Data lines:
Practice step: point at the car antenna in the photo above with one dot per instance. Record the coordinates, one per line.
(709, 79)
---
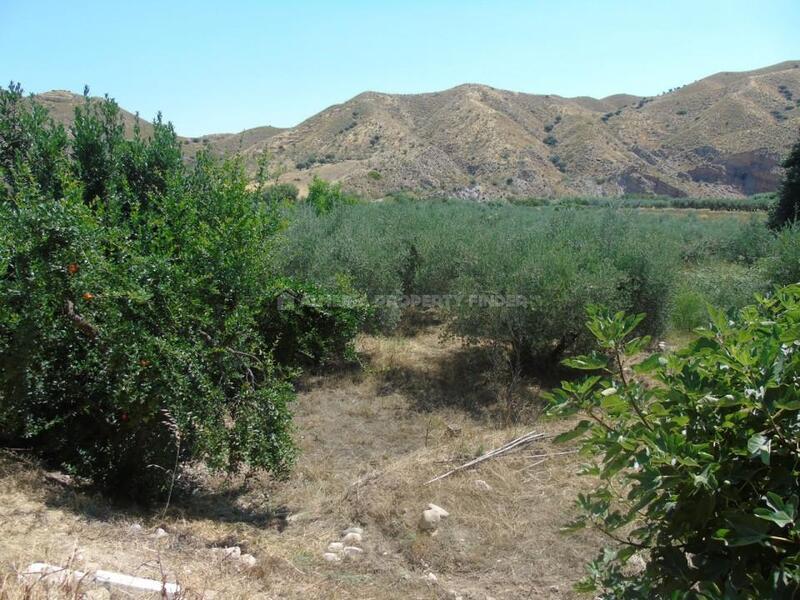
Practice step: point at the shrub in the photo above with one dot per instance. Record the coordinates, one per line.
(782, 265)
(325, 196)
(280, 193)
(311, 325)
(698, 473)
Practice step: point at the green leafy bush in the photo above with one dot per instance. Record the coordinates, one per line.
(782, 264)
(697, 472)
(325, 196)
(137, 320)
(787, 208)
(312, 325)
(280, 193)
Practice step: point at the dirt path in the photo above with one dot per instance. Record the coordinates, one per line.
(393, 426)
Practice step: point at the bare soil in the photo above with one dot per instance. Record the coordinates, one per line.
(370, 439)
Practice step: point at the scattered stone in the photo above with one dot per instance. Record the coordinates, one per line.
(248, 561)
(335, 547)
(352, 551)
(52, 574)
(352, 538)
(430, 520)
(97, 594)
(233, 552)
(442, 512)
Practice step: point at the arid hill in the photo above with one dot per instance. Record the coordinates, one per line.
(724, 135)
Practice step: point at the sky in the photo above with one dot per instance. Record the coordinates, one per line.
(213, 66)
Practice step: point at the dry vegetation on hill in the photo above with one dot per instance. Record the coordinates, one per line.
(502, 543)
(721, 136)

Stated task:
Tally the lines in the data above that contain the string "hill", with case counting. Reply with the number only.

Correct result:
2